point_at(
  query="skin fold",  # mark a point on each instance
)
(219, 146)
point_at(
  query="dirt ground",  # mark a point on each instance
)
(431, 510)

■ **GIVEN PROBLEM**:
Reproduce each of the records above line for line, with no changes.

■ **WORKED SOLUTION**:
point_at(
  query="skin fold",  # mark a point on each instance
)
(219, 146)
point_at(
  query="dirt ground",  # mark a point on each instance
)
(431, 510)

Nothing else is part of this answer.